(DONNÉES À TRAITER)

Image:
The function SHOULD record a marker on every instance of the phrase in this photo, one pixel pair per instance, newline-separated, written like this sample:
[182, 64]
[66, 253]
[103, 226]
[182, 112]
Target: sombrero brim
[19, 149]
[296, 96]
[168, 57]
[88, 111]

(CONSIGNE) Présentez toutes les lignes des données ci-dessus sous la forme d'une liste JSON de chaînes de caractères, à raison d'une chaîne par ligne et sans les lignes vides.

(RÉPONSE)
[
  "Image:",
  "The function SHOULD record a marker on every instance of the phrase in this photo, one pixel pair per instance, newline-separated, written like this sample:",
  "[182, 64]",
  "[66, 253]",
  "[103, 226]",
  "[182, 112]",
  "Target: sombrero brim",
  "[19, 149]",
  "[296, 96]",
  "[168, 57]",
  "[88, 111]"
]